Return the passage from the tortoise licensing thread below, starting at "## dmmj (Mar" and ending at "I will pass.", copied word for word.

Source -
-- begin --

I think it would have to end up being "policed" by the government on some level. Perhaps by city, county, state, or national. I would hope the testing questions and answers would be given and graded by a tortoise person, not just some "flunky", as we all know there is a variation in possible "correct" answers. For example John Henderzone might think humid hides are the way to go with hatchlings, while Penny Goodnplenty may not, yet both can be correct in their answer. (I hope there is nobody with these names in here. I tried to make them up.  ) 

These questions/statements are meant to be rather open and lacking fine details at this point. It's more just to get a feel where the members in this forum would perhaps stand, but knowing those final small details would also make a difference in opinions.


----------



## dmmj (Mar 27, 2012)

You guys and girls probably know my feelings but I could not agree to any type of licensing to keep turtles and tortoises. Maybe if it was a license like the CTTC does for desert tortoises then maybe, My license was free, and I had gotten it the same night I applied for it. I don't think any office in the government could do something like that.

I don't want some swarmy government bureaucrat walking around my property trying to determine if I am a good keeper or not, and then how would we define good? would a panel of tortoise keepers/experts set guidelines? how would they come to an agreement on what is good or bad, no thanks I will pass.

-- end --

Data excerpt -
-- begin --

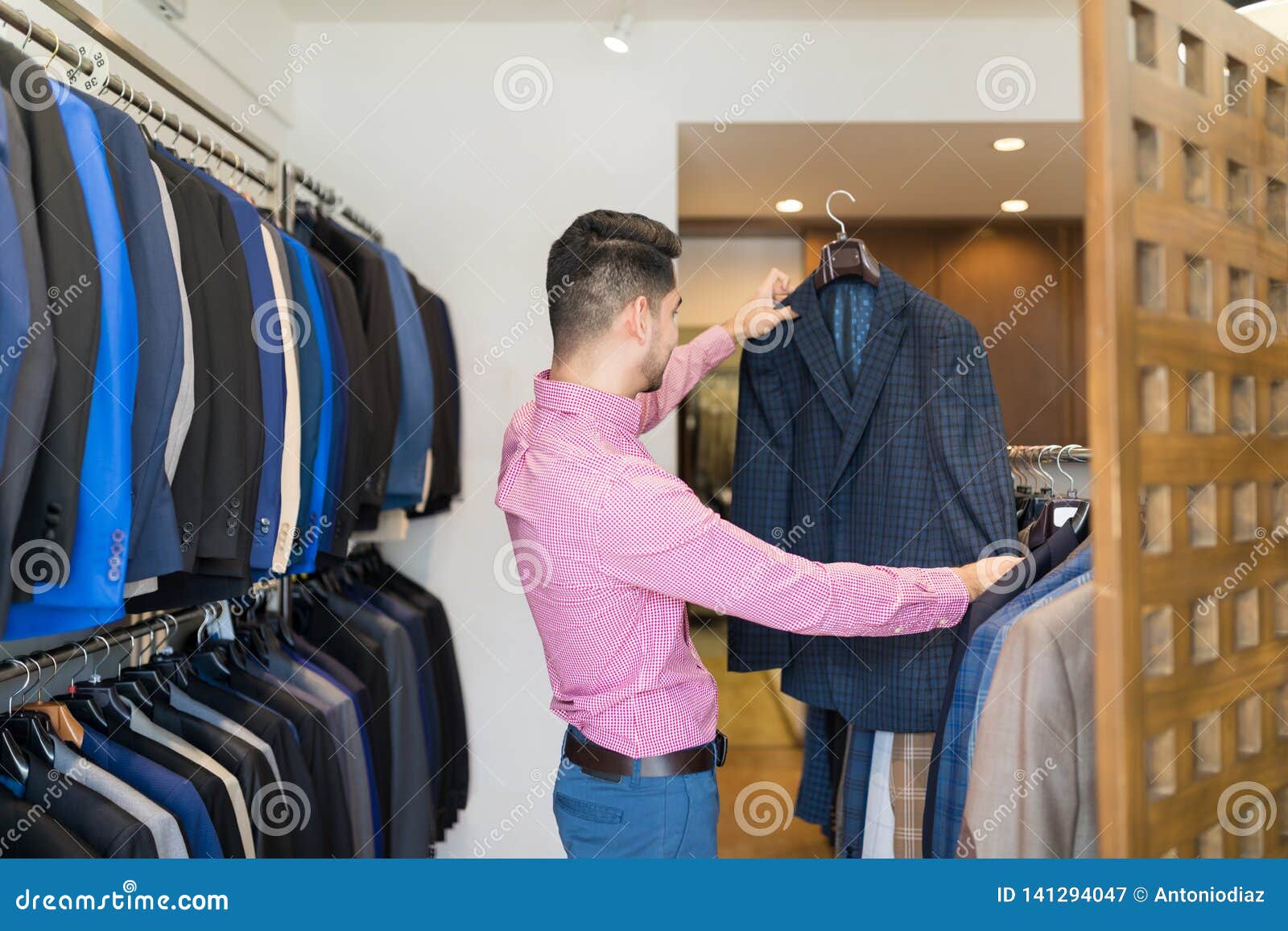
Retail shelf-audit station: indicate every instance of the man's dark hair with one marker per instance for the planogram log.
(603, 261)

-- end --

Written reply -
## dmmj (Mar 27, 2012)

You guys and girls probably know my feelings but I could not agree to any type of licensing to keep turtles and tortoises. Maybe if it was a license like the CTTC does for desert tortoises then maybe, My license was free, and I had gotten it the same night I applied for it. I don't think any office in the government could do something like that.

I don't want some swarmy government bureaucrat walking around my property trying to determine if I am a good keeper or not, and then how would we define good? would a panel of tortoise keepers/experts set guidelines? how would they come to an agreement on what is good or bad, no thanks I will pass.